Exercise prompt: Select every line of the data below that contains the string "green", and copy each one.

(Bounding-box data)
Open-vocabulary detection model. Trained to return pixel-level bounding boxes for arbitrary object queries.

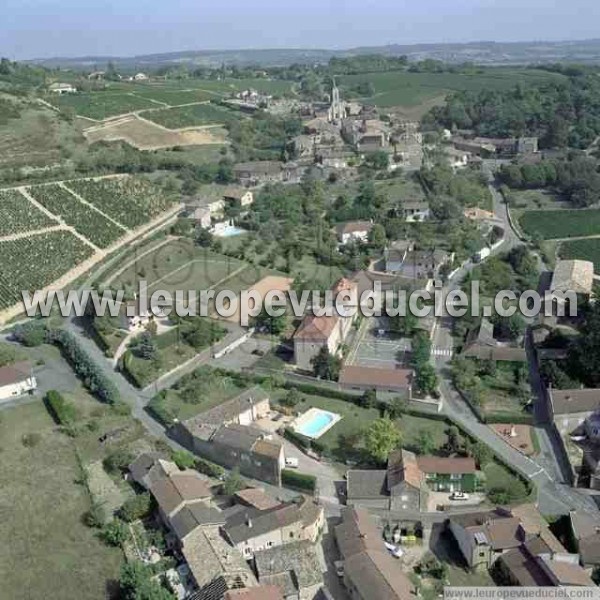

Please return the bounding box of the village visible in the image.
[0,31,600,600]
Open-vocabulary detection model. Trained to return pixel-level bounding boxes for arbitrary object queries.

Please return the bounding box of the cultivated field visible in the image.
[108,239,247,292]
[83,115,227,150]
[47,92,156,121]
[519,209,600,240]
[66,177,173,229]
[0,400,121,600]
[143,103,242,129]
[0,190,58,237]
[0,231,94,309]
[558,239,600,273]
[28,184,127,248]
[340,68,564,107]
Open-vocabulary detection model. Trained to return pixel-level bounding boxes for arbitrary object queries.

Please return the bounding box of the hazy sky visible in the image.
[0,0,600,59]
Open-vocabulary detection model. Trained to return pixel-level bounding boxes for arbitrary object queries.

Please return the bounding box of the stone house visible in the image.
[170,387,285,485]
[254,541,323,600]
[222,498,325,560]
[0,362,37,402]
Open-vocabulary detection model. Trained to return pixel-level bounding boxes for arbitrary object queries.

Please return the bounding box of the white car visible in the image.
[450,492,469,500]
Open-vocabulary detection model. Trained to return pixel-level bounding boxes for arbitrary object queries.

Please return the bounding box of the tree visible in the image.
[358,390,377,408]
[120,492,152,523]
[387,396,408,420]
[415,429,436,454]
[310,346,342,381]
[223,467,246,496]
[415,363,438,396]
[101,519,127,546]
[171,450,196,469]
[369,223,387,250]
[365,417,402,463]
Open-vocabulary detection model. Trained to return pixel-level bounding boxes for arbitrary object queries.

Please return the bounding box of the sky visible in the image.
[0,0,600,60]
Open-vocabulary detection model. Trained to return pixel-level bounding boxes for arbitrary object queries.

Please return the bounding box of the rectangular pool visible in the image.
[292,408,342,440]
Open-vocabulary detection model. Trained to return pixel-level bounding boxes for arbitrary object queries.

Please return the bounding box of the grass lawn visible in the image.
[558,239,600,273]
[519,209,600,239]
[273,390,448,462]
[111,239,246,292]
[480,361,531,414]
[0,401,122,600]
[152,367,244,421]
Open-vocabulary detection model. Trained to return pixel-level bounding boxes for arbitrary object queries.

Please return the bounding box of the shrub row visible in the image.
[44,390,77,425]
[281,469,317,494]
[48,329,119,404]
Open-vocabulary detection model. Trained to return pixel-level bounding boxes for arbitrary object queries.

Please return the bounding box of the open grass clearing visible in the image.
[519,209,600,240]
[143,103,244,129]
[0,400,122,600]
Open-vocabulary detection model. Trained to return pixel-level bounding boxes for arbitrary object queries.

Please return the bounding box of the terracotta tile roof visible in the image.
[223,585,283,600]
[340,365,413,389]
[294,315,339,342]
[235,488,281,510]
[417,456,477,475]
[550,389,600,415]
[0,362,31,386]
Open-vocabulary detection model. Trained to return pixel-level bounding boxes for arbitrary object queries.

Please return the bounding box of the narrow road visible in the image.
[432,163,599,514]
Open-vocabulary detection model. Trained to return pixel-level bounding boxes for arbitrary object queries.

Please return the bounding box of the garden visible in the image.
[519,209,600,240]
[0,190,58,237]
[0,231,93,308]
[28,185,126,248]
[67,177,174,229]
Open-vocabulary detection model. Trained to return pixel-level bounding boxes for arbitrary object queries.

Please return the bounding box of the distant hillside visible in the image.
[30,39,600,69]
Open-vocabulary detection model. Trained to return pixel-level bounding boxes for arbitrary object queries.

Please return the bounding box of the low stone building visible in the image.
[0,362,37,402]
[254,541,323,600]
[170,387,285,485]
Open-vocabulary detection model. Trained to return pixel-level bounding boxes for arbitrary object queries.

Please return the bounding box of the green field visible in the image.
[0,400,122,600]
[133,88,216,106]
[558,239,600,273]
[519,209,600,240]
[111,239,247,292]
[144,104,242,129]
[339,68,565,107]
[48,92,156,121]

--

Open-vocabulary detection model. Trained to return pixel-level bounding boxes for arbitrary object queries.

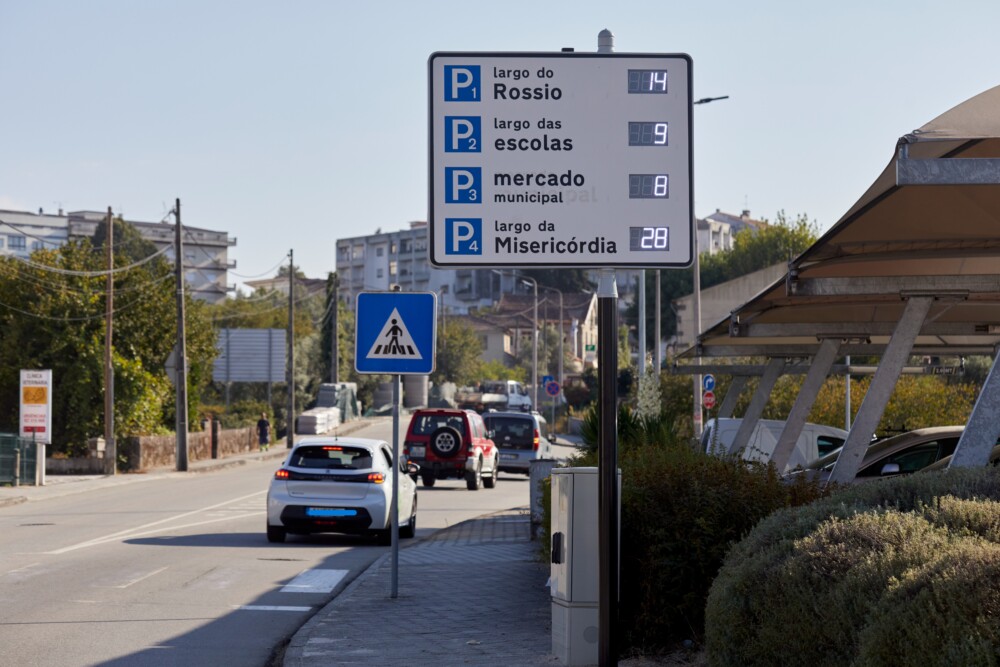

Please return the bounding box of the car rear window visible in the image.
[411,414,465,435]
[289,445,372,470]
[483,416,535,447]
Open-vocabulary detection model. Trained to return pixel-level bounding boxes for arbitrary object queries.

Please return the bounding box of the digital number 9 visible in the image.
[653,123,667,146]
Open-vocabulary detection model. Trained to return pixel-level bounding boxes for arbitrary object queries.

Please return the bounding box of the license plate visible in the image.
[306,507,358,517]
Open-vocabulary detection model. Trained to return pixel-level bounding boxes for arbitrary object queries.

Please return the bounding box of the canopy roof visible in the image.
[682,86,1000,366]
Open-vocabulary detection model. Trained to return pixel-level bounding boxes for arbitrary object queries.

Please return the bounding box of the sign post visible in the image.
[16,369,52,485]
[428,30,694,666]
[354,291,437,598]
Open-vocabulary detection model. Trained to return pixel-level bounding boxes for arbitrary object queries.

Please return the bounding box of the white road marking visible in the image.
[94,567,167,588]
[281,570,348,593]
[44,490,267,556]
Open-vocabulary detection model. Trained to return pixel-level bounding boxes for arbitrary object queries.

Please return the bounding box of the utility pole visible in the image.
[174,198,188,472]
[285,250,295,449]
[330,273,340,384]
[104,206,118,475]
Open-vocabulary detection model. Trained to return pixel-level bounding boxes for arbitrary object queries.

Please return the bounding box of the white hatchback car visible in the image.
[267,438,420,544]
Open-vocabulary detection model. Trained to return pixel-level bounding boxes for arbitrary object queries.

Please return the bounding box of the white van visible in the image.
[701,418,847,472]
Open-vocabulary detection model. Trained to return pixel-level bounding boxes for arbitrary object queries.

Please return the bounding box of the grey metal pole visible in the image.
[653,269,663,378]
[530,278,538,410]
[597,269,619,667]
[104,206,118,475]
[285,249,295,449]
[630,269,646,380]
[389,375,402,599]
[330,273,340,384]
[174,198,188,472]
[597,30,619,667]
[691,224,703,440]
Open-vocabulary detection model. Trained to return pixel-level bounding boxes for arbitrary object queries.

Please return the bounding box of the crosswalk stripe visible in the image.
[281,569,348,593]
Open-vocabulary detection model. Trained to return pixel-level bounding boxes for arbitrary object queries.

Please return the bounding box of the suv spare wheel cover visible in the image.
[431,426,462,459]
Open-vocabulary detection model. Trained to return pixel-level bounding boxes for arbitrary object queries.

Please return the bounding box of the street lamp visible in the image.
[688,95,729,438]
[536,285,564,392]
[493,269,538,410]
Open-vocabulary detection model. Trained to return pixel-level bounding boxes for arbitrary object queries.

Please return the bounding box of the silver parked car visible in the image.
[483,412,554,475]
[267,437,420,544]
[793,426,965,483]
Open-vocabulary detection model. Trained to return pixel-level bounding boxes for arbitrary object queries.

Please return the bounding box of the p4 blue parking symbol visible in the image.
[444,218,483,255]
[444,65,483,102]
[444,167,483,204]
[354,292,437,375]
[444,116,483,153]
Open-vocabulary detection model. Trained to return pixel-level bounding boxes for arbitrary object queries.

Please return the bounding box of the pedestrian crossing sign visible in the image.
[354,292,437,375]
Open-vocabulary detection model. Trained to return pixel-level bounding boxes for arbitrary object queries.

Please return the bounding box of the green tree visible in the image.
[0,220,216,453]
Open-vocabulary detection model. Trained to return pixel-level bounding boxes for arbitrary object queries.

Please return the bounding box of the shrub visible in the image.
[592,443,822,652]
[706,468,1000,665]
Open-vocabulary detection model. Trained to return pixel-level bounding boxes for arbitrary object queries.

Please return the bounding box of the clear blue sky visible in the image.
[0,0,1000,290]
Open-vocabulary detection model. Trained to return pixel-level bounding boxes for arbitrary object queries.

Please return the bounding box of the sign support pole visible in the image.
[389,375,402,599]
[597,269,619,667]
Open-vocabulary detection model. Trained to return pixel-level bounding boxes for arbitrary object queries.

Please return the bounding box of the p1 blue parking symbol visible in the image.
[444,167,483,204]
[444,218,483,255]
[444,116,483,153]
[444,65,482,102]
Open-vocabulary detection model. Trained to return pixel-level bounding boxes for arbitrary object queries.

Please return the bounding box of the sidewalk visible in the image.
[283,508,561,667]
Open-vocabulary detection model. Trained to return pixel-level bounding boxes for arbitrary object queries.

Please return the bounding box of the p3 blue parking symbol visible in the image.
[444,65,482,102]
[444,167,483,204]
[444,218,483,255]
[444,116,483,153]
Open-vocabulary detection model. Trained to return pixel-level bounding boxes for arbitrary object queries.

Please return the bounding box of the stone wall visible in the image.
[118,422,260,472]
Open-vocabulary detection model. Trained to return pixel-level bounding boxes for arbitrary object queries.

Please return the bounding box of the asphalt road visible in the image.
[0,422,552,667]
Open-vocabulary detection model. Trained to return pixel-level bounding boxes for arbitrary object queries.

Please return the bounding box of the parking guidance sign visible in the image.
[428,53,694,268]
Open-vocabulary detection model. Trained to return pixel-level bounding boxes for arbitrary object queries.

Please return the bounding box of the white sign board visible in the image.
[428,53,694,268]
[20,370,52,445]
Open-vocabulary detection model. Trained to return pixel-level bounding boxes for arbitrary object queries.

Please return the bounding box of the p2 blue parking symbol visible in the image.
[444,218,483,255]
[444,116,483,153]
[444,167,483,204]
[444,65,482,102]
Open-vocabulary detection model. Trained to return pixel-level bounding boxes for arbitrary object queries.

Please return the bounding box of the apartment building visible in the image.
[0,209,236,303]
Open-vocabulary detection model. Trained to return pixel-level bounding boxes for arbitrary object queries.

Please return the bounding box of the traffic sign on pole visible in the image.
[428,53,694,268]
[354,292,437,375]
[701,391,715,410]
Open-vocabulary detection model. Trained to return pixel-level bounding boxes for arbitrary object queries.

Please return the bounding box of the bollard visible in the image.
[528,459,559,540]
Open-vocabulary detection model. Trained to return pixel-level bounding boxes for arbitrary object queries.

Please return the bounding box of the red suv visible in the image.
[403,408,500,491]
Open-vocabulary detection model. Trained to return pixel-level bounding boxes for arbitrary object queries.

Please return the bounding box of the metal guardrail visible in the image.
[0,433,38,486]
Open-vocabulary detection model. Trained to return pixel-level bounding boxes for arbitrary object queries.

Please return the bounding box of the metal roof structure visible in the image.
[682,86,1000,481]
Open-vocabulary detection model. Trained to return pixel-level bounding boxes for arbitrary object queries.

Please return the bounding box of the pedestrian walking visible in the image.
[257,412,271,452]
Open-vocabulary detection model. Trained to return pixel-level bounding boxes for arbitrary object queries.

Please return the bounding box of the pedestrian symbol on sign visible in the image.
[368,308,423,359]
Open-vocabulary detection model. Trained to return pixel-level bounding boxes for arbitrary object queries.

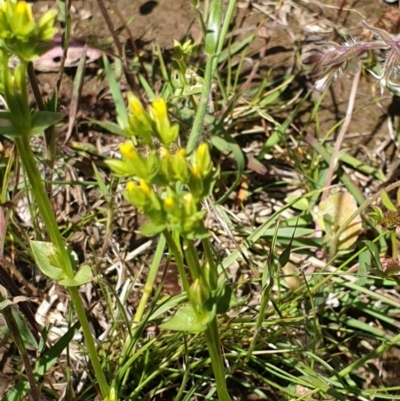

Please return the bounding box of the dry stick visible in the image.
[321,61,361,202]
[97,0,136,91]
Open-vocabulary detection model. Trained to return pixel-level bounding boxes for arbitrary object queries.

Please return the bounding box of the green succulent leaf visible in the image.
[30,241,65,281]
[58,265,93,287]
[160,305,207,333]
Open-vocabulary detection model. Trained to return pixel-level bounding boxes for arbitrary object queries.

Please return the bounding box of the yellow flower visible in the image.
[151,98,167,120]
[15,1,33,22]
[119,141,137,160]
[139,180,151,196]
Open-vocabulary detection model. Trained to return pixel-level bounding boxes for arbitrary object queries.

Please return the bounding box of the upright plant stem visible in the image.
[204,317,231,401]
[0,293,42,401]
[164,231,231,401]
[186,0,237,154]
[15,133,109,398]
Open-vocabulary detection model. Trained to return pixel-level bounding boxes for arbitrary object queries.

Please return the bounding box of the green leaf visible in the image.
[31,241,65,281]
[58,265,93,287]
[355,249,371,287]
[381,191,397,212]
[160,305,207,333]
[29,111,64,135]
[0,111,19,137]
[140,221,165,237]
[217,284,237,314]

Result of the task:
Please return the bounding box of the green field visible in the image.
Please return the bounding box of the green tree visible in the image.
Please return the bounding box of the green succulent leaf visible in the image.
Please return the bounding box of the green leaf visible in the image.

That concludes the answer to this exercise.